## Begin INPUT ROWS

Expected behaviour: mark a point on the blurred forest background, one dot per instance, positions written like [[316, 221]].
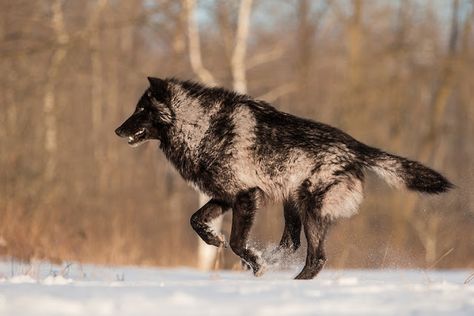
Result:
[[394, 74]]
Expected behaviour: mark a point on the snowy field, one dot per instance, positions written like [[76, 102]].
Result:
[[92, 290]]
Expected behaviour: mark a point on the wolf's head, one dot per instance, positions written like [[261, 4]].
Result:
[[151, 117]]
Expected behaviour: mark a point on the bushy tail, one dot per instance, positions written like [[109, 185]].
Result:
[[399, 172]]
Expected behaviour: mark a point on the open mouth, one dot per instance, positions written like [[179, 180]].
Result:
[[137, 138]]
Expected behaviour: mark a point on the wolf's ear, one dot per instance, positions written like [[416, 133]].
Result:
[[158, 86]]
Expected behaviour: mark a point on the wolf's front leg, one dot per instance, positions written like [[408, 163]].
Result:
[[243, 214], [201, 222]]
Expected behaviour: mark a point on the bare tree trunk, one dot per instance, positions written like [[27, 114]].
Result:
[[429, 230], [240, 48], [355, 37], [49, 99], [194, 45], [97, 88]]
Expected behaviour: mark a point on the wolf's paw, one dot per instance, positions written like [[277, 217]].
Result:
[[260, 270]]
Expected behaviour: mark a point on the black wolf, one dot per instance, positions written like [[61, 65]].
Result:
[[241, 152]]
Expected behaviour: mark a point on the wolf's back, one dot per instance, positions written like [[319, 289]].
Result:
[[402, 172]]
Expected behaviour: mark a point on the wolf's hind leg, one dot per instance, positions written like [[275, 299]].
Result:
[[315, 226], [243, 214], [201, 220], [292, 231]]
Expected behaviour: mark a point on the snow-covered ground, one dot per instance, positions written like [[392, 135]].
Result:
[[92, 290]]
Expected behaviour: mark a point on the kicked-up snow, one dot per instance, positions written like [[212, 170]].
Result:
[[92, 290]]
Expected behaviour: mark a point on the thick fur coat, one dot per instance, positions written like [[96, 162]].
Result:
[[241, 152]]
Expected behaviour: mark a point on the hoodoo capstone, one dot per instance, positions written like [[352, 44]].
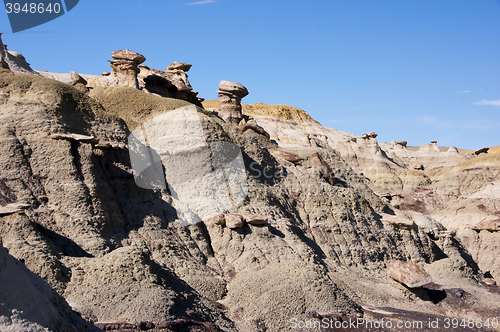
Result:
[[230, 95]]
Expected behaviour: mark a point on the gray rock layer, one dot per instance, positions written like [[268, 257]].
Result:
[[116, 252]]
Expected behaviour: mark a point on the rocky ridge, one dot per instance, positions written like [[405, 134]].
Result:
[[326, 214]]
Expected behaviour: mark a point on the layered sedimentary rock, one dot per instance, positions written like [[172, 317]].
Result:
[[230, 94], [14, 61], [172, 83]]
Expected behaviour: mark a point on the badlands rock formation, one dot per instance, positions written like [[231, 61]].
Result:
[[314, 237], [230, 94], [14, 61]]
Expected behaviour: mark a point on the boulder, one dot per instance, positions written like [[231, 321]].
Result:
[[255, 219], [408, 274], [255, 127], [316, 162], [234, 220], [291, 157]]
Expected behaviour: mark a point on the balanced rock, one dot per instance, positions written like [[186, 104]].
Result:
[[234, 220], [129, 56], [369, 135], [398, 221], [13, 208], [218, 220], [179, 66], [230, 94], [408, 274], [255, 219], [124, 68], [76, 79], [490, 281], [402, 143], [14, 61], [483, 150], [291, 157], [488, 225], [315, 161]]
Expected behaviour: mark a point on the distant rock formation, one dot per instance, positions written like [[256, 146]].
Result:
[[171, 83], [230, 94], [14, 61], [409, 274]]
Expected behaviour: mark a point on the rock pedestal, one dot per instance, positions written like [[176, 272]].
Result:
[[230, 94], [172, 83], [124, 67]]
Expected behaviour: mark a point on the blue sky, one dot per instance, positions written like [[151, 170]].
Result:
[[413, 70]]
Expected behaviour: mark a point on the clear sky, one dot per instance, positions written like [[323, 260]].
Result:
[[414, 70]]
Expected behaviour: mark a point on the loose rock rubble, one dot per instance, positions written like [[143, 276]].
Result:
[[408, 274]]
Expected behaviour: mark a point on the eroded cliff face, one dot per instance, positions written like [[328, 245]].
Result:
[[311, 243]]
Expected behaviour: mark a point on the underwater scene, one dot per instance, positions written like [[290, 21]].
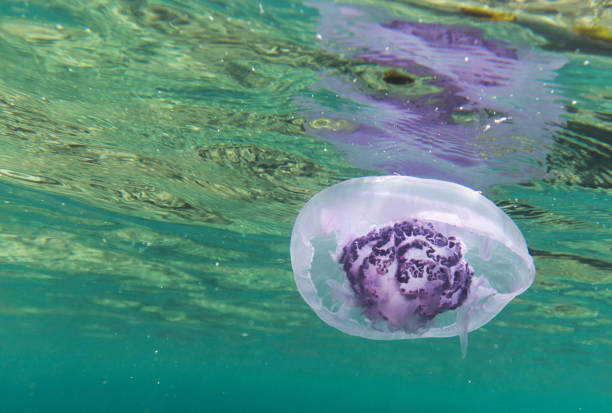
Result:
[[186, 224]]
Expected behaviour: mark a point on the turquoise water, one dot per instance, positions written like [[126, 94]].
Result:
[[154, 157]]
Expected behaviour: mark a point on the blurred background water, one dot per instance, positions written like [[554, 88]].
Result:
[[154, 155]]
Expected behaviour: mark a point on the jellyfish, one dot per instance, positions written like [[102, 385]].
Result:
[[399, 257], [433, 100]]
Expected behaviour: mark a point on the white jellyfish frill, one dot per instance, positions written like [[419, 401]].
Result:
[[398, 257]]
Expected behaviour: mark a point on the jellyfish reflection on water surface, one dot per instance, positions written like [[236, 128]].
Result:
[[397, 257], [432, 100]]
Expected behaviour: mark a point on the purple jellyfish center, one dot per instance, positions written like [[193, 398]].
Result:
[[407, 273]]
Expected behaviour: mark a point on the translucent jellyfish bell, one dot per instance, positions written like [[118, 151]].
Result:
[[398, 257]]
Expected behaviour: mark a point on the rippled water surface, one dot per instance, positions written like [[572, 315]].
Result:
[[154, 156]]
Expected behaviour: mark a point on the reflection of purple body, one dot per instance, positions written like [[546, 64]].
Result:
[[407, 273], [485, 117]]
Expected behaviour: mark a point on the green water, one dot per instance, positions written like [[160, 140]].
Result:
[[152, 163]]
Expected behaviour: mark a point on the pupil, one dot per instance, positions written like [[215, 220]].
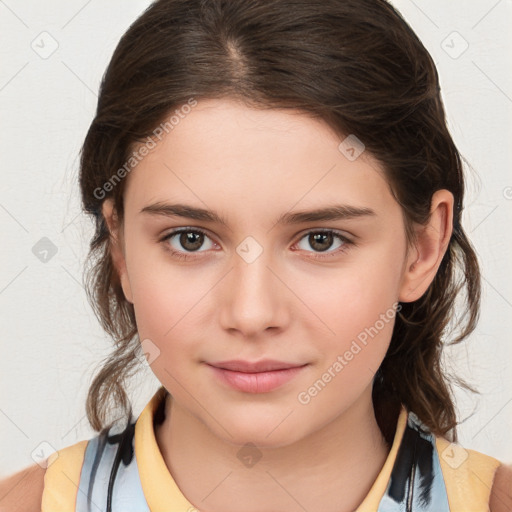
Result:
[[193, 238], [319, 237]]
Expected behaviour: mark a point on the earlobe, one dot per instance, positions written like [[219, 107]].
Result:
[[425, 256], [116, 247]]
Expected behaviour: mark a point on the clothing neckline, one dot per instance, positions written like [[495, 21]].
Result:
[[160, 488]]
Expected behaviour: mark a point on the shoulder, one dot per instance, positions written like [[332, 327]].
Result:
[[23, 491], [501, 492]]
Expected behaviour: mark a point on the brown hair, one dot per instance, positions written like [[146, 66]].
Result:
[[355, 64]]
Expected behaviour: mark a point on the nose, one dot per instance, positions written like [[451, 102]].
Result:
[[253, 298]]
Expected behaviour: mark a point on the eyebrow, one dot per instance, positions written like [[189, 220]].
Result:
[[331, 213]]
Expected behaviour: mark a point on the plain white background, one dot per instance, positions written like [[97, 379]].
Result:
[[51, 341]]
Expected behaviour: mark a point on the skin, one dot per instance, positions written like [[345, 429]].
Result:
[[251, 166]]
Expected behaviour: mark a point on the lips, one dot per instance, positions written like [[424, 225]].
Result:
[[266, 365], [258, 377]]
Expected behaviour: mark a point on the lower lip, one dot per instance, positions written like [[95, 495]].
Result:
[[261, 382]]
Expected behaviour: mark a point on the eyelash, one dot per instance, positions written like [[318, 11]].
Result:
[[319, 256]]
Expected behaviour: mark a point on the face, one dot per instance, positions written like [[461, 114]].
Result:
[[266, 284]]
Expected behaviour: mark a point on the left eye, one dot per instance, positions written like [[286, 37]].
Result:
[[321, 241], [189, 239]]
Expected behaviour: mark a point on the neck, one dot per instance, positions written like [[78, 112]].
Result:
[[331, 469]]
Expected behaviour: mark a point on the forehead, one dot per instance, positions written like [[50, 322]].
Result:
[[241, 160]]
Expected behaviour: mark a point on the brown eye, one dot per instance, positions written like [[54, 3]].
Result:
[[322, 241], [186, 240]]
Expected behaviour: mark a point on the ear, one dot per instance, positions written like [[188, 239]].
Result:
[[426, 254], [117, 246]]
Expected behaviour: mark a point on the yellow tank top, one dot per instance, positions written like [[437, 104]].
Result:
[[421, 473]]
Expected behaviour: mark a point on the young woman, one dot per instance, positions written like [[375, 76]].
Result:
[[278, 205]]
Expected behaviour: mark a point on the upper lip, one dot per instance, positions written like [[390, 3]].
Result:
[[265, 365]]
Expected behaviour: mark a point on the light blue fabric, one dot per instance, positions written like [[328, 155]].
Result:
[[416, 483]]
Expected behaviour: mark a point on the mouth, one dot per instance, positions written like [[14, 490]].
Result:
[[256, 377]]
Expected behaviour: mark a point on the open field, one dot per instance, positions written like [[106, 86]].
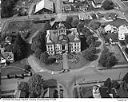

## End INPUT ROWS

§ **GIVEN REQUEST**
Format the rows from the very first line through the line containing "[[151, 117]]", including that line, as a JSON list of strings with one string per line. Skip blank lines and leave out the pictures.

§ **FULL RESPONSE**
[
  "Expected behaviour: mark a point on the blurred forest background, one dot per instance, positions written like [[316, 221]].",
  "Result:",
  "[[394, 74]]",
  "Expected behaviour: mark a point on the snowy field, one dot per instance, positions written like [[76, 102]].",
  "Result:",
  "[[92, 290]]",
  "Expected behaviour: mark a point on the wolf's head, one dot per instance, positions written like [[261, 4]].",
  "Result:",
  "[[151, 117]]"
]